SELECTED PASSAGE =>
____
Martinez would be the first out LGBTQ person from District 22 ever elected to the Maryland legislature. He was born and raised in his district, and he maintains a deep love for the community he has always called home.

“I absolutely love every inch and every ounce of who we are…We have so much history and culture,” he said.

He has an especially strong appreciation for his district’s diversity.

“There’s so much talent, but we often are hindered by the obstacles society presents. I see my role as delegate as breaking down those hurdles and to really help our communities thrive.”

For Martinez, that means constituent services. It means being there for any community member who needs help.

“Constituent services is one of the number one things that a representative democracy is to do,” he said, “and I want to make sure our residents are serviced properly here.”

And he has a lot of experience doing just that. As the current research and policy analyst for CASA, the Mid-Atlantic region’s largest grassroots immigrant advocacy organization, Martinez represents those in need before both the Prince George’s and Montgomery County councils.

“I get to fight every day for people that are oftentimes made to be invisible. Being able to be in the rooms, be in the halls of power and elevate the voices of some of the most marginalized is such an honor and a blessing.”

Martinez also worked as a constituent service specialist in the office of Prince George’s County Council Member Tom Dernoga.

In that role, he recalled one particularly meaningful situation in which he helped a senior woman who had lost her job and was sleeping in her car find stable, affordable housing.

“I was able to pull in nonprofit partners and some governmental agencies to not only get her assistance in moving and a new place to live…but also to pay for a storage facility. In that position, I was able to use a lot of the relationships I had built to service the residents of our district.”

That’s exactly what he wants to do as a delegate, he said.

“I want to take the relationships [I’ve built], whether it be from agencies or nonprofits, whether that be state, county, or municipal level agencies, and really be able to service our community directly.”

Serving his community as an out Afro-Latino man would also mean a lot, he said.

“Those experiences of growing up in this district and understanding what life is like for a member of our community is really important when we’re crafting policies,” he said.

“Marriage equality is not the only issue impacting LGBTQ people. We suffer from lack of access to health care, we are underemployed, we have issues with accessing education, making sure we have equitable housing…I want to make sure our voices are at the decision-making table.”
____
Labeled region rows
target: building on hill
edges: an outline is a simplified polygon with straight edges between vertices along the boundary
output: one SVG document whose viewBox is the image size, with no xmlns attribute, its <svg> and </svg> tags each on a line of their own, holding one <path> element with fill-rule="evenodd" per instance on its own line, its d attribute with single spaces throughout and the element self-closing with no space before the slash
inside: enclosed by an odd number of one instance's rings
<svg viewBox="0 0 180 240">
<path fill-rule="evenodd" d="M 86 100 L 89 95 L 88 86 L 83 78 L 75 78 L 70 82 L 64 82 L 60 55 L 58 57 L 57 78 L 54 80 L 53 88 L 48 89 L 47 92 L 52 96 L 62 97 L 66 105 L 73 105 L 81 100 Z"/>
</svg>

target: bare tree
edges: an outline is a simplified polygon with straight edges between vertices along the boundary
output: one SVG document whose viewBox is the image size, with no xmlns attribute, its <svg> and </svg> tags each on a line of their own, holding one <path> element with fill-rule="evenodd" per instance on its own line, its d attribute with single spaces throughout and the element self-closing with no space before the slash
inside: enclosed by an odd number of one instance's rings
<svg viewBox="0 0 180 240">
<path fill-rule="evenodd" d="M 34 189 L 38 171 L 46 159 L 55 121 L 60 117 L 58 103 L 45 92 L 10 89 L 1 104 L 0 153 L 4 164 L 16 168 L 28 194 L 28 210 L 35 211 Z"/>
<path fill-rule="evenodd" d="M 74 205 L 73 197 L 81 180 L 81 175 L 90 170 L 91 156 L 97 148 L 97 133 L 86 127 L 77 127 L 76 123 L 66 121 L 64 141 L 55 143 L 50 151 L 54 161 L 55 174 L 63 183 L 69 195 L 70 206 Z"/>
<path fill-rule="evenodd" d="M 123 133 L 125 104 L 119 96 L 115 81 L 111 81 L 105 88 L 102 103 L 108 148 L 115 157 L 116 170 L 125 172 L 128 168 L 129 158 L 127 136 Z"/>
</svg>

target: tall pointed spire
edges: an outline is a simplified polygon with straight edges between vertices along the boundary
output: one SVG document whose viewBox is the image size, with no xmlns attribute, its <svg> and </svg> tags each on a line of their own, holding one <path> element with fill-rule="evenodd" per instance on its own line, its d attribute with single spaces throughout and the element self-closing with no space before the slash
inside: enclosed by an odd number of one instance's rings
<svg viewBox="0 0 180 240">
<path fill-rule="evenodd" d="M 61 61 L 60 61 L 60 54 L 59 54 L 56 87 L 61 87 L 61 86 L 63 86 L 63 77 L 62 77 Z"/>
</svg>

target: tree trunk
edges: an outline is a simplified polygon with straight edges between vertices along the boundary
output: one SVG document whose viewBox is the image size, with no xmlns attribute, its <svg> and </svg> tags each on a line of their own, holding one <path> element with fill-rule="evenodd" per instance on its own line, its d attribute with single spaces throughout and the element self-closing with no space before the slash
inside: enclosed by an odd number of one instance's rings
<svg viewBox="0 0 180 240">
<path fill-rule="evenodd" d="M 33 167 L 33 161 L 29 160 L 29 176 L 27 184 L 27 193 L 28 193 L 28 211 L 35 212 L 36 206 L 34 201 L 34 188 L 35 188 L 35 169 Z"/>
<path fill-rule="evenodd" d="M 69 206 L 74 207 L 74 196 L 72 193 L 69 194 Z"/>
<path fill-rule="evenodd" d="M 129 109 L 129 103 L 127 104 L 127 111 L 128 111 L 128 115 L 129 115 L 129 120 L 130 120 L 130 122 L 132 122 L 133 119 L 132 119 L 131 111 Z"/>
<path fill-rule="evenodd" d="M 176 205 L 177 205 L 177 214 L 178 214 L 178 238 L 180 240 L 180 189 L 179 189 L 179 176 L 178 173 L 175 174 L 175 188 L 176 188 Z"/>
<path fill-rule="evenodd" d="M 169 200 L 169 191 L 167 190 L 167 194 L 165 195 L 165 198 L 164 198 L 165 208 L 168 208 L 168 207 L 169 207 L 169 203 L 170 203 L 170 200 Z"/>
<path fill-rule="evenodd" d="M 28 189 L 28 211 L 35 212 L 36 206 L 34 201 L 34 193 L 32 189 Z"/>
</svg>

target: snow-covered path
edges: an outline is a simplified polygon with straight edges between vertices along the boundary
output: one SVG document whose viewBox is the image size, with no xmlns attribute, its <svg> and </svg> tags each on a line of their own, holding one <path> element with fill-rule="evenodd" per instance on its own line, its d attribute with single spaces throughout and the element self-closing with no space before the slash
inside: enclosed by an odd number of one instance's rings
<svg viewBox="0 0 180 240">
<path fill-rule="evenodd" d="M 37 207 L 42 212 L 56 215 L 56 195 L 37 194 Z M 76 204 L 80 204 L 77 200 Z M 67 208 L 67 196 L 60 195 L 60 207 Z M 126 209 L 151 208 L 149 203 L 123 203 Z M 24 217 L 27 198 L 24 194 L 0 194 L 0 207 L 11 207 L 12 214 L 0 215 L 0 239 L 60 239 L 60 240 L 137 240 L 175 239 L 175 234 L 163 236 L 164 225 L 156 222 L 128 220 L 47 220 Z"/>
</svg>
____
WHAT TO DO =>
(1) Answer these questions from the Martinez profile:
(a) From which district would Martinez be the first out LGBTQ person elected to the Maryland legislature?
(b) What organization does Martinez currently work for as a research and policy analyst?
(c) In whose office did Martinez work as a constituent service specialist?
(2) Retype the part of the Martinez profile starting with "Martinez would be" and going on through "who needs help.".
The rows above are separate material, apart from the Martinez profile.

RESULTS OF THE TASKS =>
(1)
(a) District 22
(b) CASA
(c) Prince George's County Council Member Tom Dernoga

(2)
Martinez would be the first out LGBTQ person from District 22 ever elected to the Maryland legislature. He was born and raised in his district, and he maintains a deep love for the community he has always called home.

“I absolutely love every inch and every ounce of who we are…We have so much history and culture,” he said.

He has an especially strong appreciation for his district’s diversity.

“There’s so much talent, but we often are hindered by the obstacles society presents. I see my role as delegate as breaking down those hurdles and to really help our communities thrive.”

For Martinez, that means constituent services. It means being there for any community member who needs help.